_Data shown:_
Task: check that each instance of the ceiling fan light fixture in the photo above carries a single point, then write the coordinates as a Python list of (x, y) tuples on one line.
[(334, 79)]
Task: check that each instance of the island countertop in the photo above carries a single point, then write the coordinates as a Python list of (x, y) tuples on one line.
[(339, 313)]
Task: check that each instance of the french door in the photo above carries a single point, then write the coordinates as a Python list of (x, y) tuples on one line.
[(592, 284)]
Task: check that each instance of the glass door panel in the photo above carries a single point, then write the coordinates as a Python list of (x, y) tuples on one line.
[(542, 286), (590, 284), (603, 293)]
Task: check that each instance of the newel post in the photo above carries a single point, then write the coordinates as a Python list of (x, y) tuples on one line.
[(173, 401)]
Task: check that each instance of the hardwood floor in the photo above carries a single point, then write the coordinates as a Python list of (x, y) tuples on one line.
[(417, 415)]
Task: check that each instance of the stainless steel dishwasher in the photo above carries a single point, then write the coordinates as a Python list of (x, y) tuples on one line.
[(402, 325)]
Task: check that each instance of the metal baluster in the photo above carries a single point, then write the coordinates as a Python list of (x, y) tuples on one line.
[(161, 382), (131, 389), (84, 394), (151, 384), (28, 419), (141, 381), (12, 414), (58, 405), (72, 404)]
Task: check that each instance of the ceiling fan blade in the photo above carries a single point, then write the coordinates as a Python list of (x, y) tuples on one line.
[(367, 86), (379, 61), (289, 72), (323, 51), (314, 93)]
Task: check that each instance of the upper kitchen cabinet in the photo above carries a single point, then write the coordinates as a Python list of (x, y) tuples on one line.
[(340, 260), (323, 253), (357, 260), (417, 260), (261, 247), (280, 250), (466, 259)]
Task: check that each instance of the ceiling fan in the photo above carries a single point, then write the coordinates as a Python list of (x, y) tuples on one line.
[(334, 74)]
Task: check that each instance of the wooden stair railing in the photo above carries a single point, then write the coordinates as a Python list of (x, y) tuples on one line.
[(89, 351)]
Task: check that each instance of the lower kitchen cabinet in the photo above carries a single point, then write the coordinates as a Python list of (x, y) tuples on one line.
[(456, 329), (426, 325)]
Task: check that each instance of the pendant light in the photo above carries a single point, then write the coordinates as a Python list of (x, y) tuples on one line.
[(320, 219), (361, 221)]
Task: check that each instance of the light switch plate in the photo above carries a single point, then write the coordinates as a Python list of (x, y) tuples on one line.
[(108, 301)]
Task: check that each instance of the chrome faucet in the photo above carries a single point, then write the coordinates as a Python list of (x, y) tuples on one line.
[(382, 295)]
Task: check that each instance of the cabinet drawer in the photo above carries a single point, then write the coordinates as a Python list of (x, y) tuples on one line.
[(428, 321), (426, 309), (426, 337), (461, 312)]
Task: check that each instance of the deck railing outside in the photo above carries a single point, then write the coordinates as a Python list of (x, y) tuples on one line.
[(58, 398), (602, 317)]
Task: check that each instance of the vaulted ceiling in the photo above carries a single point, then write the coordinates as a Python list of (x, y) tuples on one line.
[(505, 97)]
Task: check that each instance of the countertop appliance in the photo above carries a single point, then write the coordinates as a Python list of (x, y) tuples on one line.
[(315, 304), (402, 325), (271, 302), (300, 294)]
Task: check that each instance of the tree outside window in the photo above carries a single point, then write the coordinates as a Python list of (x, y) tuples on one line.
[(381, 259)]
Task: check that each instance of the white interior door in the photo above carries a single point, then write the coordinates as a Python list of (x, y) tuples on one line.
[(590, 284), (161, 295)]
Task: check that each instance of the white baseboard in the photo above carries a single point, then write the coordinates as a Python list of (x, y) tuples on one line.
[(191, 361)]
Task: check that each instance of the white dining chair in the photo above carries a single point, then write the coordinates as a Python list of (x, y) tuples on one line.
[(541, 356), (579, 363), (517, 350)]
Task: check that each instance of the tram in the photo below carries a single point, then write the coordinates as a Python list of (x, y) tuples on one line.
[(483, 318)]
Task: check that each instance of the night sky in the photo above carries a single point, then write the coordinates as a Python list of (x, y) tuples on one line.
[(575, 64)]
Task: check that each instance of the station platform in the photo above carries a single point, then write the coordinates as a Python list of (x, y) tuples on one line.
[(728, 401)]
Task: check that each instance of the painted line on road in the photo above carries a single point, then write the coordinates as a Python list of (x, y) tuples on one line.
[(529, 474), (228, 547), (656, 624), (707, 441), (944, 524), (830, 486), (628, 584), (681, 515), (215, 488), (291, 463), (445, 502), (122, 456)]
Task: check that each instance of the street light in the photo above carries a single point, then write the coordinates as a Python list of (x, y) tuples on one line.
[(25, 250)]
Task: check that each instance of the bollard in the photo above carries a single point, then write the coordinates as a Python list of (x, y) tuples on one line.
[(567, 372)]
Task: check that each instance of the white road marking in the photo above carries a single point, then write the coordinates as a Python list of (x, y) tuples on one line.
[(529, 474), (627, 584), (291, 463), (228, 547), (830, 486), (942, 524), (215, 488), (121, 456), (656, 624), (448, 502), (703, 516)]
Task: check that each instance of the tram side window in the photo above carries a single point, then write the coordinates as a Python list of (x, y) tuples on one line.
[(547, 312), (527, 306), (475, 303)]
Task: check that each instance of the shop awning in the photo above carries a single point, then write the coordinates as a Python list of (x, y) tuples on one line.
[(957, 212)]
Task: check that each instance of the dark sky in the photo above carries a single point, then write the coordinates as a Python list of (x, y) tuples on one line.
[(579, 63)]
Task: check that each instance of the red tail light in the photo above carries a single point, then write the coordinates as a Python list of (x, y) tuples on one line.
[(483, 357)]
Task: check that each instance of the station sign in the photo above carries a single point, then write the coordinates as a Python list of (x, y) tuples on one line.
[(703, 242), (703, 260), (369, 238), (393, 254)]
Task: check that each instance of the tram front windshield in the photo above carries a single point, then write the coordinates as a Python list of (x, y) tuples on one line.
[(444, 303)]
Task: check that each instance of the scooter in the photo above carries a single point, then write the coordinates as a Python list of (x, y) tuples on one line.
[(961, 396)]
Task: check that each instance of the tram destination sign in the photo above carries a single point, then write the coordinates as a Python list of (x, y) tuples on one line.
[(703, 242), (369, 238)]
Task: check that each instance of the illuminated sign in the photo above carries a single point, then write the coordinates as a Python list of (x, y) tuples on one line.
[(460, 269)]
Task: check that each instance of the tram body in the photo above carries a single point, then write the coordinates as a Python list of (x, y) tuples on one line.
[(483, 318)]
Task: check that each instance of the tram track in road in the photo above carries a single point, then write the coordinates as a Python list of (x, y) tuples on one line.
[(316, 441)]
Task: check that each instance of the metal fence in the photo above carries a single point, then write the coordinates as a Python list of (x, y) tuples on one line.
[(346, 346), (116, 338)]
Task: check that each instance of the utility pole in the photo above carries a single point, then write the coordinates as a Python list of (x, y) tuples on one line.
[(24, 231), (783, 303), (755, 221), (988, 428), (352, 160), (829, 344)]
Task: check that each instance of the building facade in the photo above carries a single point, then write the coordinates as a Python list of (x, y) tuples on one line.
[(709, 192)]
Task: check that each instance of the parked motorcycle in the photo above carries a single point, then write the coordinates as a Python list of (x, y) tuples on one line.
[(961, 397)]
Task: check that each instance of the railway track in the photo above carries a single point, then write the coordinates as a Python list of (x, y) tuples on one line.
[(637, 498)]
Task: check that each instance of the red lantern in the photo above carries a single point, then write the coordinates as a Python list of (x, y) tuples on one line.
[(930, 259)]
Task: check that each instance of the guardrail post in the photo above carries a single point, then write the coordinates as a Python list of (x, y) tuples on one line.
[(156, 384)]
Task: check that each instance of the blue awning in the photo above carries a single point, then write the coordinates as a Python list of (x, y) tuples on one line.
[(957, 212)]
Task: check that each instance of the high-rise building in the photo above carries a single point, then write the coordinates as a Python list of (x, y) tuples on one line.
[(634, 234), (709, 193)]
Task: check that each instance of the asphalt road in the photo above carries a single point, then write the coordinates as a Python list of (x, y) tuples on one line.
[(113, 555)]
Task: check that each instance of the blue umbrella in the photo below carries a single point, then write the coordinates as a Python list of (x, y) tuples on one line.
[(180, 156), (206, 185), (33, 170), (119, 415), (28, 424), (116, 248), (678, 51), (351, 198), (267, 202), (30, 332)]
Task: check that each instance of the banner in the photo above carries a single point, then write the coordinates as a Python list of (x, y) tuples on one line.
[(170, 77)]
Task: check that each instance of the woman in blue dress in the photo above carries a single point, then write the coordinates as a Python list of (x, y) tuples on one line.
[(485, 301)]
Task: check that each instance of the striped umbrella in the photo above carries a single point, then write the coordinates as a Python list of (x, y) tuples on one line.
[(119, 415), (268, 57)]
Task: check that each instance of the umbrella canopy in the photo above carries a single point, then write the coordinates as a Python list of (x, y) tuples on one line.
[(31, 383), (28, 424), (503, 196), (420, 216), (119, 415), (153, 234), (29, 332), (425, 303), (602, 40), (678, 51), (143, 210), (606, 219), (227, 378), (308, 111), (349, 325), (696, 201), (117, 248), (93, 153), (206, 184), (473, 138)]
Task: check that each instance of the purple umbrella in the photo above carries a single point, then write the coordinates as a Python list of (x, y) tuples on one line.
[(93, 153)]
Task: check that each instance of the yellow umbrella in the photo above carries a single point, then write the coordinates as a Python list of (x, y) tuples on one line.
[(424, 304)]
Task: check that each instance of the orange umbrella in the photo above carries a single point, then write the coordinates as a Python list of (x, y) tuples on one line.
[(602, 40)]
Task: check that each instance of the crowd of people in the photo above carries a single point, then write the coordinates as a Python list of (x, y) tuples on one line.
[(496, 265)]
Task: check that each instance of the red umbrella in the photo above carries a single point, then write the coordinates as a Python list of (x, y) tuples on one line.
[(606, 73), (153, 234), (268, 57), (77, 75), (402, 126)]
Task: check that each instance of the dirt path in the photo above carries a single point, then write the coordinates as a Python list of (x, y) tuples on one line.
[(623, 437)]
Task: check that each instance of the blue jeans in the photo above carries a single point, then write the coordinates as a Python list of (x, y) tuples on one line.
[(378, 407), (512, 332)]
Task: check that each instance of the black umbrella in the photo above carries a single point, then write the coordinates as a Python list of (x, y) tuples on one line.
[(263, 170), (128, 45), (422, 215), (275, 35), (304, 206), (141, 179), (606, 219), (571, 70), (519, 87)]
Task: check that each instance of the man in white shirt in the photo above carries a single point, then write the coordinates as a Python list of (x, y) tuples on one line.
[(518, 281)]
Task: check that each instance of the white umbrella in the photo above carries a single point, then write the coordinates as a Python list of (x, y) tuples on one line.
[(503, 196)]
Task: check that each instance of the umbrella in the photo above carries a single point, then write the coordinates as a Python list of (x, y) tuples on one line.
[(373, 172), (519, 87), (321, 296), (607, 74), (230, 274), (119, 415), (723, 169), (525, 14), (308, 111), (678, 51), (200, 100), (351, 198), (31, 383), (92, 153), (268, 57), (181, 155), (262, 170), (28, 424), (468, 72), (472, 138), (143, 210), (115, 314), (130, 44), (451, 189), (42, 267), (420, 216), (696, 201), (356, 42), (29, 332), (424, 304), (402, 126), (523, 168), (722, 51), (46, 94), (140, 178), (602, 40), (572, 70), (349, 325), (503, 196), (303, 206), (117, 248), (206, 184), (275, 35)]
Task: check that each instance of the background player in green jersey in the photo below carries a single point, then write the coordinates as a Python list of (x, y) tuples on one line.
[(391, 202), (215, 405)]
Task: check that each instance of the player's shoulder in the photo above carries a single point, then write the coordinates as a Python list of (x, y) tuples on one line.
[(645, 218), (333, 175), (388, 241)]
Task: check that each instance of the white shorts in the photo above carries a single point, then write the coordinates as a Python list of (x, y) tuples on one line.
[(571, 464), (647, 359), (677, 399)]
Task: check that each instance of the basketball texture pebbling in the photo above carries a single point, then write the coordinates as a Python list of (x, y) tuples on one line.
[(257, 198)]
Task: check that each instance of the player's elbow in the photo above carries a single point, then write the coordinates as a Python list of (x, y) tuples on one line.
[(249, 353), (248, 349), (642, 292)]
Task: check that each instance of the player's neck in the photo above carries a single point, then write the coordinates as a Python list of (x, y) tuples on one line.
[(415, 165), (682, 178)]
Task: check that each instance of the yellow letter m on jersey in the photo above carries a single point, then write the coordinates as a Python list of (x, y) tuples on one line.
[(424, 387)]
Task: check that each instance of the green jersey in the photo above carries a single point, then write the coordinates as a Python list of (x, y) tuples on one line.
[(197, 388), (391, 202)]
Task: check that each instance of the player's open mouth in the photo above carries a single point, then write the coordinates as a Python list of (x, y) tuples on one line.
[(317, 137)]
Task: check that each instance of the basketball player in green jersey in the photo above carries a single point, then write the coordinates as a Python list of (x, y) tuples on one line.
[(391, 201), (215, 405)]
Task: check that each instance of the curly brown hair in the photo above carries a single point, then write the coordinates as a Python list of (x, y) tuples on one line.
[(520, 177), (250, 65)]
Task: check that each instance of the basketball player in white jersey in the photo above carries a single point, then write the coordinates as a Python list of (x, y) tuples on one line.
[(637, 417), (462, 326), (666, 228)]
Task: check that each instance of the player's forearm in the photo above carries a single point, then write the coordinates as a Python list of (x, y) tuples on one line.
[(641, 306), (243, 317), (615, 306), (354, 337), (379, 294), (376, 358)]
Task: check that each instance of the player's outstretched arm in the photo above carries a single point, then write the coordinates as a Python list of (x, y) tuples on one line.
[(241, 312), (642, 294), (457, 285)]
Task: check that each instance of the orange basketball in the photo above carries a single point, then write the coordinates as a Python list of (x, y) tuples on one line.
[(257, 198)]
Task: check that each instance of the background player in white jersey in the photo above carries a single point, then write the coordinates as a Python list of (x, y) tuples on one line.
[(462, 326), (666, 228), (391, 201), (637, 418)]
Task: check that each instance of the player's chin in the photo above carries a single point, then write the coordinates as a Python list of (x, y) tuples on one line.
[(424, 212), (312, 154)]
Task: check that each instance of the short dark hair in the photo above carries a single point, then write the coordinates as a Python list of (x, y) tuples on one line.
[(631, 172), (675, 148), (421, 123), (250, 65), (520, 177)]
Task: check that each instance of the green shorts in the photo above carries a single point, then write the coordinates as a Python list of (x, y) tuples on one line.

_Set exercise:_ Reproduce the entries from the line containing "Task: check that each instance of the player's open" through the line containing "[(317, 137)]", both included. Keep each request line unchanged and offset every x and y coordinate in the answers by -110.

_Written response:_
Task: check that each instance of the player's open mouth in the photo above carries a single point, then write the coordinates as a Python list of (x, y) tuples on one line.
[(207, 27)]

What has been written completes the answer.